If you don't have the time to do all of the homework which Thangamani's
solution requires and you are familiar with sockets then a simple socket
connection between the hub and outlying servers might meet your needs.
Ron Sigler
-----Original Message-----
From: A mailing list for discussion about Sun Microsystem's Java Servlet
API Technology. [mailto:[EMAIL PROTECTED]]On Behalf Of Craig
R. McClanahan
Sent: Wednesday, February 02, 2000 11:05 AM
To: [EMAIL PROTECTED]
Subject: Re: Servlet Communication
Thangamani RATHINAM wrote:
> Hello,
>
> Here is a situation for which I am designing a solution. I am designing a
> transaction server which is going to receive information from different
> servers and send the results back to them. So this is actually going to be
a
> server to server interaction. I am planning to use servlets, but my
> questions are:
>
> 1. How can they send information to me? (I would like them to send
me a
> form post, Is it possible? how would they do it from their server(not from
> browser)?)
>
If both servers are HTTP-based (such as both running servlets), you can have
the
first server call the second one by using the java.net.URLConnection class.

Data items:
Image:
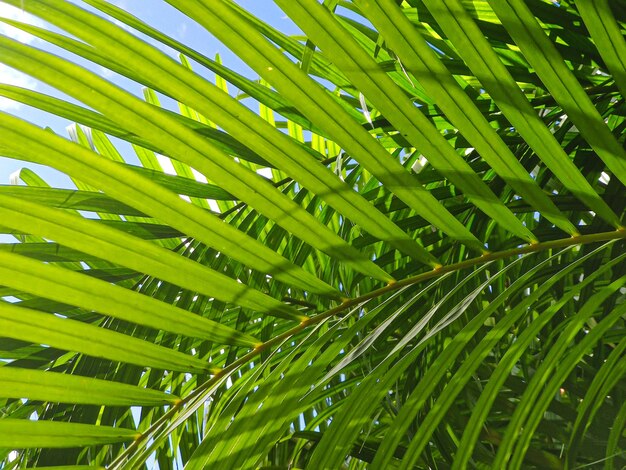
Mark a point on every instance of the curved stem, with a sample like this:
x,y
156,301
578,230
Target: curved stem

---

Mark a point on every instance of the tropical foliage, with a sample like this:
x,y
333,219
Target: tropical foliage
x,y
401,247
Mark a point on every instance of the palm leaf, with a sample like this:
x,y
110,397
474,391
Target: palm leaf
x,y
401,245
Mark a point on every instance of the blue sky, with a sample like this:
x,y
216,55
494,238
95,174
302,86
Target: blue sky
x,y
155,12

...

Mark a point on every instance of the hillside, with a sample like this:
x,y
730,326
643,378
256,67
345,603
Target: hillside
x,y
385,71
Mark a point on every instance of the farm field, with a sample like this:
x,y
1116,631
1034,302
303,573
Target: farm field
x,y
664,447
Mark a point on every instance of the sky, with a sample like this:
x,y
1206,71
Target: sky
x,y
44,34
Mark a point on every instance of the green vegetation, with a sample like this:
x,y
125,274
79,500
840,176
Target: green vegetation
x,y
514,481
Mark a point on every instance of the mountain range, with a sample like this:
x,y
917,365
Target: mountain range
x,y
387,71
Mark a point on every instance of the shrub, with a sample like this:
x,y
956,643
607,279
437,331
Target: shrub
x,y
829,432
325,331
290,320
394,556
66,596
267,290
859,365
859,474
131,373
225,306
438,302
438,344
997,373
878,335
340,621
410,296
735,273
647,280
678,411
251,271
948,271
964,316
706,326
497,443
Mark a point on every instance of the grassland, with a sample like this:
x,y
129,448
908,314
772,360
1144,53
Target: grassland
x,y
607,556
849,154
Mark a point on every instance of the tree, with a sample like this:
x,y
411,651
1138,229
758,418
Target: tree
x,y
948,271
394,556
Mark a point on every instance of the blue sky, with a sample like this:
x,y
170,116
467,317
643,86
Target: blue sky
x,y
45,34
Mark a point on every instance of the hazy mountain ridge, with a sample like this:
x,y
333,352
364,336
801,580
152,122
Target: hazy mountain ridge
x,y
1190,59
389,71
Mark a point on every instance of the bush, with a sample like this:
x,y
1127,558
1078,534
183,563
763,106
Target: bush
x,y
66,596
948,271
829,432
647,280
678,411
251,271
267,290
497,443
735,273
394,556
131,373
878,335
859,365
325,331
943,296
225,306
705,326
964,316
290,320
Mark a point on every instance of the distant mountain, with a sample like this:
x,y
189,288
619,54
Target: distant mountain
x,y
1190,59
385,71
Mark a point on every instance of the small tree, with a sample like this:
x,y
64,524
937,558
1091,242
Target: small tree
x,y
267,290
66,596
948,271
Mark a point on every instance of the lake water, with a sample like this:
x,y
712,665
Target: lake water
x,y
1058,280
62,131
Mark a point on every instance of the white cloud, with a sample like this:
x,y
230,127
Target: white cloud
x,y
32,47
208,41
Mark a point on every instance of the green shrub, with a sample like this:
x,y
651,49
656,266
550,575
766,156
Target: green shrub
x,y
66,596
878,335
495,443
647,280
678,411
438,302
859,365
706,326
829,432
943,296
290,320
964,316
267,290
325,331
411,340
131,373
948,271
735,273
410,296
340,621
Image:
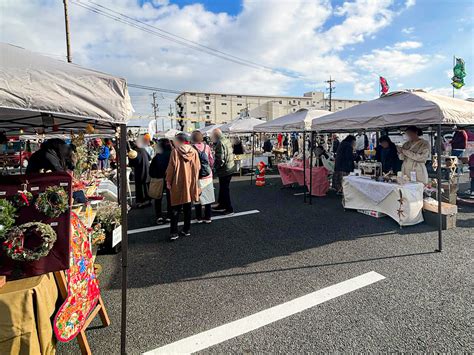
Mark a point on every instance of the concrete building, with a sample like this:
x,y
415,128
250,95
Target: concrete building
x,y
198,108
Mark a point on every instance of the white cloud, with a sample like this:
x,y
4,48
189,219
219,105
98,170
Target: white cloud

[Direction 1]
In the mailing-list message about servlet communication, translate this sentence into Spanish: "Here is a situation for which I am designing a solution."
[Direction 2]
According to the mailing-list message about servlet communication, which Java class can the first server use to call the second one when both are HTTP-based?

[Task solution 1]
Esta es una situación para la cual estoy diseñando una solución.

[Task solution 2]
The java.net.URLConnection class.